● Written problem
Collect every line of the records that contains the word "shirt", matching case exactly.

● Listing
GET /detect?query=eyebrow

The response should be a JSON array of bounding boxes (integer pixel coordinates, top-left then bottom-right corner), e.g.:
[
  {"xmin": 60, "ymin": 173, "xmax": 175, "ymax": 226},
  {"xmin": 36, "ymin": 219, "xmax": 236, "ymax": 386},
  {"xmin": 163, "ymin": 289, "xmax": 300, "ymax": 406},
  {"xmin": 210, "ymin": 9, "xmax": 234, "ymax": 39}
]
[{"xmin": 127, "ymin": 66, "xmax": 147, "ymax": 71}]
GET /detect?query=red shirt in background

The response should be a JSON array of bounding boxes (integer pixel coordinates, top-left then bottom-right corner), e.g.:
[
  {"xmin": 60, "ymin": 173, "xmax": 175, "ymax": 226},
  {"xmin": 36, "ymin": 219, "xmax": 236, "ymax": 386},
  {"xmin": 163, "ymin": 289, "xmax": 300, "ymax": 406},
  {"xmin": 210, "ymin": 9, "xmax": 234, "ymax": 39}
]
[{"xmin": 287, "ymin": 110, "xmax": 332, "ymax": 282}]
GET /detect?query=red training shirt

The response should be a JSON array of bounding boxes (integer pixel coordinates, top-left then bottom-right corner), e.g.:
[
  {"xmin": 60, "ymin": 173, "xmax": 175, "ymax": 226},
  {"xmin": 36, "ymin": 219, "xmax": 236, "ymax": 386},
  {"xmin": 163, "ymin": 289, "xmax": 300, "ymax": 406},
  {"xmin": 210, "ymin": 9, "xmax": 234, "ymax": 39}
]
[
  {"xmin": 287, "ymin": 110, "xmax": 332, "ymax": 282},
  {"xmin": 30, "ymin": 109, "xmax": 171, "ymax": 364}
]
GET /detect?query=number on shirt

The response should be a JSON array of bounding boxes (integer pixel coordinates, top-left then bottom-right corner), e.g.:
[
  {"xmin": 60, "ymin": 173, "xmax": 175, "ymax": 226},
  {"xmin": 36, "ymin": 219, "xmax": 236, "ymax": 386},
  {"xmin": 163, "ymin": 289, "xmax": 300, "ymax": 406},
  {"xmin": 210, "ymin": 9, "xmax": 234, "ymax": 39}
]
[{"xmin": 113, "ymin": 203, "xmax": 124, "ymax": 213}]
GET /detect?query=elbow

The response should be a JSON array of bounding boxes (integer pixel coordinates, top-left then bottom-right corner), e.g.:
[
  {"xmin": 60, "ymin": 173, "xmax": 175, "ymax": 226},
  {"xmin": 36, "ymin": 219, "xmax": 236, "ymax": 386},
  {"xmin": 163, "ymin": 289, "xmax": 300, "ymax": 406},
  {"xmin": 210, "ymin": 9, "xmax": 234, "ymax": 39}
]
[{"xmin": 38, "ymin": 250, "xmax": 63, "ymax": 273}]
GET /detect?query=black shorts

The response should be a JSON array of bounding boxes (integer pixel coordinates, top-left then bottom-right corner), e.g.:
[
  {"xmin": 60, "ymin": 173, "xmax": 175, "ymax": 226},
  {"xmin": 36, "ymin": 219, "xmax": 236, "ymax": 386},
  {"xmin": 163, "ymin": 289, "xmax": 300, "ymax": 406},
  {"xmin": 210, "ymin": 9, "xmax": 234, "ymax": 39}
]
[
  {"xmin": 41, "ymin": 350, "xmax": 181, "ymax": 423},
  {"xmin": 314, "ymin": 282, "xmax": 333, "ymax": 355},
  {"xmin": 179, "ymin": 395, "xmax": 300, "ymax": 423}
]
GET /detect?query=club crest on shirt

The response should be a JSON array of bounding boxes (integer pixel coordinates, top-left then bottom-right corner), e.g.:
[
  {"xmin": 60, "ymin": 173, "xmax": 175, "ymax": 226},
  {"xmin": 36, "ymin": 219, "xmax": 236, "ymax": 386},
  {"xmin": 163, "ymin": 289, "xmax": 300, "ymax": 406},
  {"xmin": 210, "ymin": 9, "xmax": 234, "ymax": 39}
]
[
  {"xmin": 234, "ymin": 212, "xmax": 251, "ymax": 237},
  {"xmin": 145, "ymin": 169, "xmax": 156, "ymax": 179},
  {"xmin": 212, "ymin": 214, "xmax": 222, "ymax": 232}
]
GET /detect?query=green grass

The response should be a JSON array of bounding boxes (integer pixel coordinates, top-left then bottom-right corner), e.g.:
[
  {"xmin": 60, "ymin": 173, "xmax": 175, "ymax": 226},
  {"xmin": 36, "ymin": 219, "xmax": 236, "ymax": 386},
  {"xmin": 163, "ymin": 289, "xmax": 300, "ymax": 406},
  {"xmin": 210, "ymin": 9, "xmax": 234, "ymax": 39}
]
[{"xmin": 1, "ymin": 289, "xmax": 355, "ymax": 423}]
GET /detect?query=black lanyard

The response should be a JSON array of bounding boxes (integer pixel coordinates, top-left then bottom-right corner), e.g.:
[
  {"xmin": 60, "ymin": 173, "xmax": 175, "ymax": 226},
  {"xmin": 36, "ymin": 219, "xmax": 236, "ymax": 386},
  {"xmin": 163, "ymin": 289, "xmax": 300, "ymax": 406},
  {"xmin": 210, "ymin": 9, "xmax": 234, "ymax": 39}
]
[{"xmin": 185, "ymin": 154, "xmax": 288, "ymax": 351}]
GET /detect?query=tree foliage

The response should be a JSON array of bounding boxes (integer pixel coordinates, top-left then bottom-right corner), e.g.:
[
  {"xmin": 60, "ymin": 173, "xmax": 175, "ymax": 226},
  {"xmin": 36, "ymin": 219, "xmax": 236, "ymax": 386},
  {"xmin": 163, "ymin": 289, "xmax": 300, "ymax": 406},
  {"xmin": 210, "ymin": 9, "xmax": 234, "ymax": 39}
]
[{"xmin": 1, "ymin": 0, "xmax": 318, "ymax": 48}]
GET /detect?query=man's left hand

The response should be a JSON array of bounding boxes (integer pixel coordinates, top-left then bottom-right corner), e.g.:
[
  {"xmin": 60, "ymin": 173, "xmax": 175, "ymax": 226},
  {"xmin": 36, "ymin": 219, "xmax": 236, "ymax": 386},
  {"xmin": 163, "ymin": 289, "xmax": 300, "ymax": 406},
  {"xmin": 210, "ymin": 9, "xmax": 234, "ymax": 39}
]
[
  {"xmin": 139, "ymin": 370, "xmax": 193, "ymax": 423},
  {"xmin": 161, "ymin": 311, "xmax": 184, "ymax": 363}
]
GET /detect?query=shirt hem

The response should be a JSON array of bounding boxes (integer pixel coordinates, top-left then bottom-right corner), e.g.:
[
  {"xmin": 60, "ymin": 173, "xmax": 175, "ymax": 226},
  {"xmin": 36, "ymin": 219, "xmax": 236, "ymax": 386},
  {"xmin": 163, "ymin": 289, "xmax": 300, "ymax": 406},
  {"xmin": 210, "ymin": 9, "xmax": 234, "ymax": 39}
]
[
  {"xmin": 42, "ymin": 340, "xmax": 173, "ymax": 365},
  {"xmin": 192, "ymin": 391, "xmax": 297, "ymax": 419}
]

● Task response
GET /detect?query=red shirt in background
GET /detect?query=red training shirt
GET /detect?query=number on shirt
GET /detect?query=club crest on shirt
GET /detect?query=shirt hem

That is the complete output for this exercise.